» GIVEN TASK: Please report every line in the entries below that contains the word "dark", copying each such line in full.

» DATA IN THIS EXERCISE:
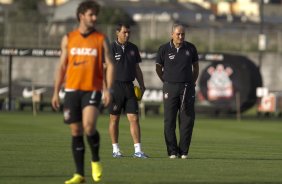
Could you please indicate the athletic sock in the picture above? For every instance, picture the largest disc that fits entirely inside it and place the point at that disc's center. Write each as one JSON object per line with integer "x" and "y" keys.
{"x": 137, "y": 147}
{"x": 116, "y": 148}
{"x": 78, "y": 150}
{"x": 94, "y": 143}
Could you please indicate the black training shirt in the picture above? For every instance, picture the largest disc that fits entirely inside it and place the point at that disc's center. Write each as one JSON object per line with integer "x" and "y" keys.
{"x": 125, "y": 59}
{"x": 177, "y": 63}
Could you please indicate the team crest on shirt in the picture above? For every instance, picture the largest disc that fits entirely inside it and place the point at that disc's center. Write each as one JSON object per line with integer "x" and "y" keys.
{"x": 115, "y": 107}
{"x": 171, "y": 56}
{"x": 165, "y": 95}
{"x": 117, "y": 56}
{"x": 66, "y": 114}
{"x": 132, "y": 53}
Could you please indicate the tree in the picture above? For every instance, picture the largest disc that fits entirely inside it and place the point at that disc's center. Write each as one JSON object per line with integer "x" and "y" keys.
{"x": 113, "y": 15}
{"x": 27, "y": 10}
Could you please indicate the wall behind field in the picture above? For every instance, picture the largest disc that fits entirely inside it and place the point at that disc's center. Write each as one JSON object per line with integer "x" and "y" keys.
{"x": 41, "y": 71}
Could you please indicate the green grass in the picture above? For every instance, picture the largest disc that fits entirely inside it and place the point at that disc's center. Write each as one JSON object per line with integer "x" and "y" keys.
{"x": 36, "y": 150}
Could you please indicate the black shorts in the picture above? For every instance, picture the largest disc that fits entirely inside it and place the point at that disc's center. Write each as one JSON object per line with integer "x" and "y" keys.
{"x": 75, "y": 101}
{"x": 123, "y": 99}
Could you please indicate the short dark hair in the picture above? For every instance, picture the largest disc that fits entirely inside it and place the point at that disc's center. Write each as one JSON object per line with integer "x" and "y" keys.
{"x": 175, "y": 25}
{"x": 87, "y": 5}
{"x": 122, "y": 24}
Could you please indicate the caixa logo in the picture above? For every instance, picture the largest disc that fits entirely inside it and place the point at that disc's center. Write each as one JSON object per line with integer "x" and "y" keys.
{"x": 83, "y": 51}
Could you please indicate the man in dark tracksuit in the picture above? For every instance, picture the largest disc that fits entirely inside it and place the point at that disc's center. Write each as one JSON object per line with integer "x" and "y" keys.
{"x": 126, "y": 60}
{"x": 177, "y": 66}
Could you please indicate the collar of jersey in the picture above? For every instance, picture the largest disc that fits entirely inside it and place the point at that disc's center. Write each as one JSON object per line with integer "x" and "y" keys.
{"x": 122, "y": 45}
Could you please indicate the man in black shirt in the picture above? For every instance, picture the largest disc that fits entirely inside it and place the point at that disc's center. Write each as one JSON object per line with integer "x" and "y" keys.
{"x": 126, "y": 60}
{"x": 177, "y": 66}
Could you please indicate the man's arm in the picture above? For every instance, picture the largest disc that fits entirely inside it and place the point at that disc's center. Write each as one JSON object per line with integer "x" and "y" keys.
{"x": 159, "y": 70}
{"x": 195, "y": 72}
{"x": 139, "y": 78}
{"x": 109, "y": 73}
{"x": 60, "y": 73}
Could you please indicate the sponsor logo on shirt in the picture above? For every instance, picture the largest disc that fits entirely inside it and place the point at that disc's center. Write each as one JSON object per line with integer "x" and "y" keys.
{"x": 75, "y": 63}
{"x": 117, "y": 56}
{"x": 132, "y": 53}
{"x": 83, "y": 51}
{"x": 171, "y": 56}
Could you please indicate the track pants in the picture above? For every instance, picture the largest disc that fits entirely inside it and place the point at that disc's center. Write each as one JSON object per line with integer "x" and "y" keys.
{"x": 179, "y": 98}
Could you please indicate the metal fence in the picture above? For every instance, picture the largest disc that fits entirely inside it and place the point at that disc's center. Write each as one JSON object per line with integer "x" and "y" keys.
{"x": 147, "y": 36}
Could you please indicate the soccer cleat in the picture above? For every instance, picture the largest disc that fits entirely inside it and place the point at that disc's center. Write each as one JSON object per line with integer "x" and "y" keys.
{"x": 76, "y": 179}
{"x": 172, "y": 157}
{"x": 117, "y": 154}
{"x": 96, "y": 171}
{"x": 140, "y": 155}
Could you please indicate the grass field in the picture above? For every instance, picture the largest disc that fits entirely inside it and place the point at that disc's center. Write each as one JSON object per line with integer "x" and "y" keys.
{"x": 36, "y": 150}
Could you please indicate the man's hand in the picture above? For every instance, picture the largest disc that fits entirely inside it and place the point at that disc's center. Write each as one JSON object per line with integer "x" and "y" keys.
{"x": 142, "y": 90}
{"x": 56, "y": 102}
{"x": 107, "y": 98}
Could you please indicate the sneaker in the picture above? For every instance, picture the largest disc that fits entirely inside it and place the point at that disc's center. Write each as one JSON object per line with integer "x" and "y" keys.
{"x": 76, "y": 179}
{"x": 172, "y": 157}
{"x": 117, "y": 154}
{"x": 140, "y": 155}
{"x": 96, "y": 171}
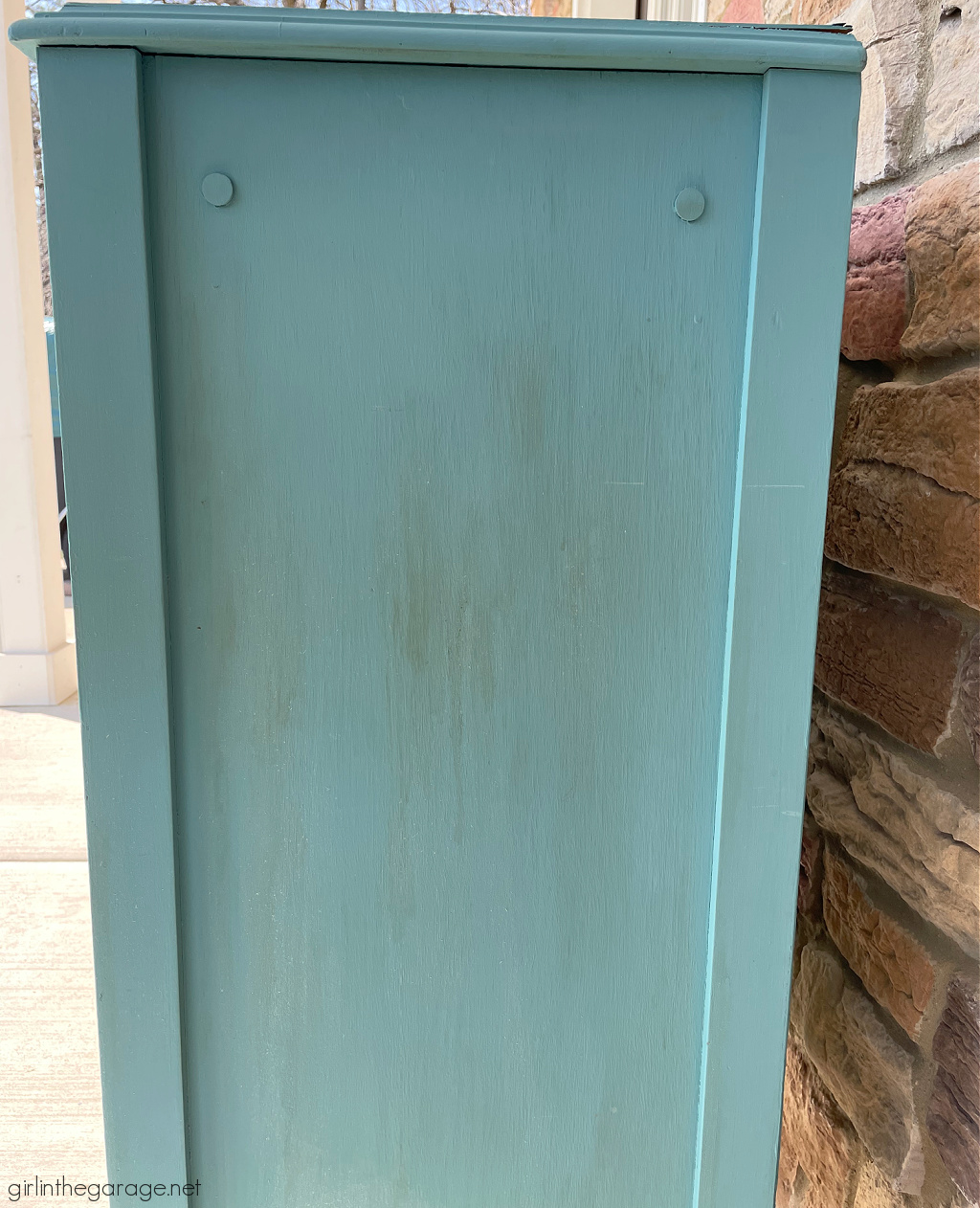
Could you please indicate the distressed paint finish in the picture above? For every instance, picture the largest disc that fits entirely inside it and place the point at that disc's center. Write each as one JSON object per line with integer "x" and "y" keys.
{"x": 468, "y": 452}
{"x": 110, "y": 462}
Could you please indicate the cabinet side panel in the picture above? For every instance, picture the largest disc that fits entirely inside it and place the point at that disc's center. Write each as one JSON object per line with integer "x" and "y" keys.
{"x": 91, "y": 104}
{"x": 801, "y": 226}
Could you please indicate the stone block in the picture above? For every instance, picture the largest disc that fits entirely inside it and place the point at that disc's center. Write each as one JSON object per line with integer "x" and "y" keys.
{"x": 896, "y": 969}
{"x": 875, "y": 1191}
{"x": 969, "y": 695}
{"x": 865, "y": 1069}
{"x": 894, "y": 660}
{"x": 744, "y": 12}
{"x": 953, "y": 1119}
{"x": 902, "y": 526}
{"x": 943, "y": 252}
{"x": 809, "y": 890}
{"x": 815, "y": 1138}
{"x": 952, "y": 116}
{"x": 920, "y": 839}
{"x": 932, "y": 428}
{"x": 877, "y": 301}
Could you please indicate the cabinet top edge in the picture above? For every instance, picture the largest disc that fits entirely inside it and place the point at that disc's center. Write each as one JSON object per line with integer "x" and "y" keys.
{"x": 436, "y": 39}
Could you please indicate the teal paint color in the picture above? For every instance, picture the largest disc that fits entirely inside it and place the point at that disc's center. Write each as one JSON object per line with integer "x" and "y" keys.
{"x": 447, "y": 524}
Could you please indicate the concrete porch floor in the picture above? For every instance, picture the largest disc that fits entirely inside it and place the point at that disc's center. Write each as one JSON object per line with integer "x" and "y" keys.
{"x": 50, "y": 1095}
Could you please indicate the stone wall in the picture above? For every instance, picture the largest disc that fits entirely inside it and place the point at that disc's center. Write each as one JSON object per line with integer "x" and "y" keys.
{"x": 880, "y": 1106}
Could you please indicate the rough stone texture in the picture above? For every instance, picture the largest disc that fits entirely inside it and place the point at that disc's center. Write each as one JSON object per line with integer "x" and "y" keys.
{"x": 815, "y": 1138}
{"x": 932, "y": 428}
{"x": 952, "y": 116}
{"x": 744, "y": 12}
{"x": 897, "y": 971}
{"x": 902, "y": 526}
{"x": 953, "y": 1119}
{"x": 924, "y": 840}
{"x": 777, "y": 12}
{"x": 943, "y": 250}
{"x": 969, "y": 695}
{"x": 892, "y": 659}
{"x": 868, "y": 1073}
{"x": 891, "y": 31}
{"x": 877, "y": 302}
{"x": 875, "y": 1191}
{"x": 818, "y": 12}
{"x": 811, "y": 870}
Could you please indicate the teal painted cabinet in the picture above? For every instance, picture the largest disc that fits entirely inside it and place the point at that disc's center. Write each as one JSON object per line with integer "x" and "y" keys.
{"x": 446, "y": 409}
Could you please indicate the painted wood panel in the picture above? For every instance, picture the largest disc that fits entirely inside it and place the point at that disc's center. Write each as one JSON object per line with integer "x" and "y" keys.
{"x": 450, "y": 405}
{"x": 446, "y": 519}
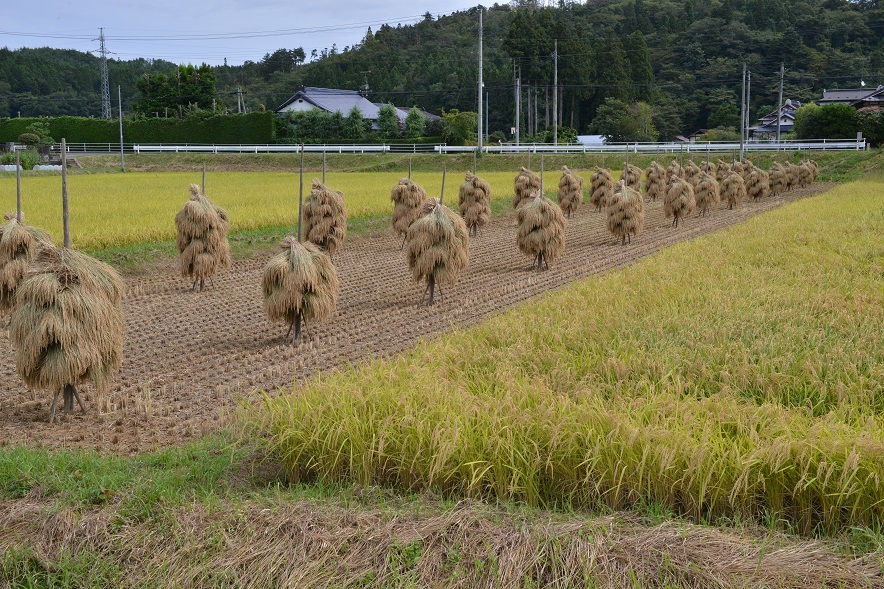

» RESULT:
Could you please indicate the short dark hair in the picture above? For every instance, picture the largest disc that fits entirely inside it and place the point at that disc's center. Write each as one JSON object per line with integer "x" and "y" keys.
Could you please indicate the man in dark tracksuit in the picture above? For every instance, picture the largest disc that fits entirely inside it and place the point at that disc's center. Write each as one JSON object per line with integer "x" and "y" keys.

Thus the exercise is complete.